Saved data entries
--

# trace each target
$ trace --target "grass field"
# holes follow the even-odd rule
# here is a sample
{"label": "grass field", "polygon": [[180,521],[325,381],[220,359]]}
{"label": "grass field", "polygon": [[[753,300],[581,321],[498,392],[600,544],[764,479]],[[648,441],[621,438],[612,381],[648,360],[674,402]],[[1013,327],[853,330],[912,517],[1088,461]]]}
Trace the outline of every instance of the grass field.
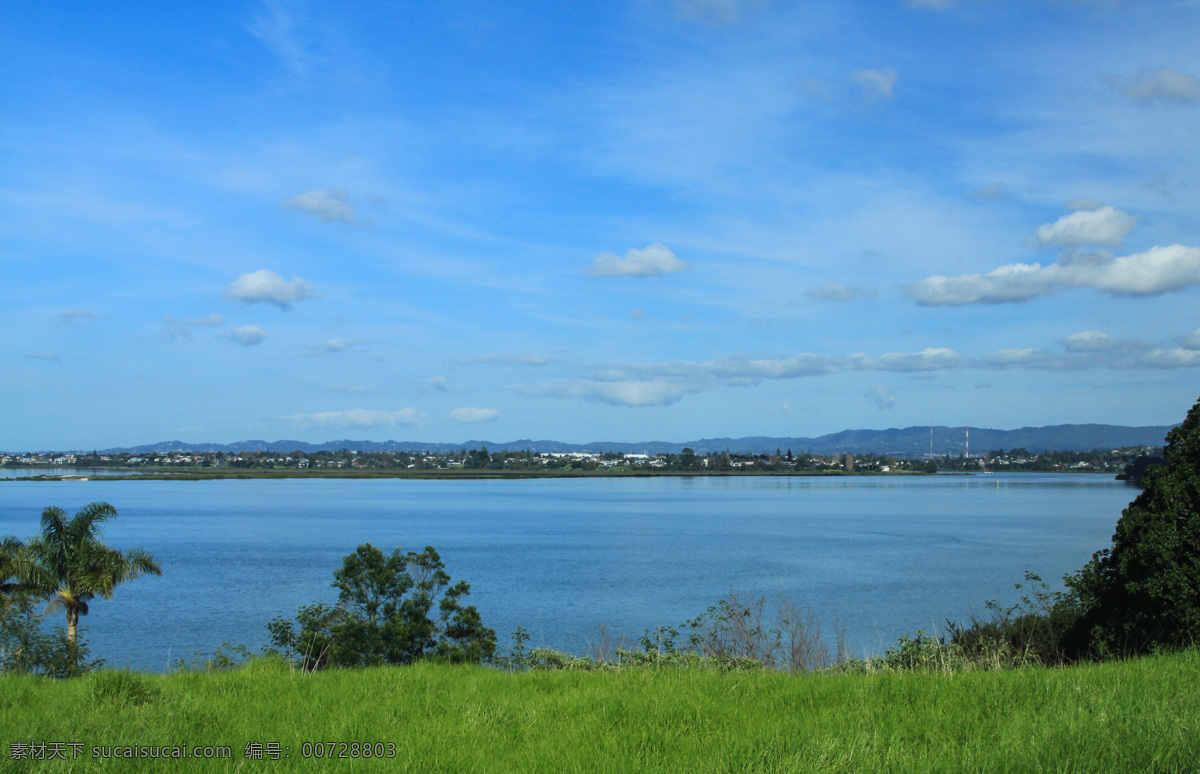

--

**About this task**. Lines with "field": find them in the data and copy each one.

**Response**.
$ trace --target "grass field"
{"label": "grass field", "polygon": [[180,521],[325,381],[220,359]]}
{"label": "grass field", "polygon": [[[753,300],[581,321],[498,392],[600,544],[764,479]],[[648,441],[621,438],[612,381],[648,360],[674,402]],[[1013,327],[853,330],[912,517],[1088,461]]]}
Trace the outline of every instance of the grass field.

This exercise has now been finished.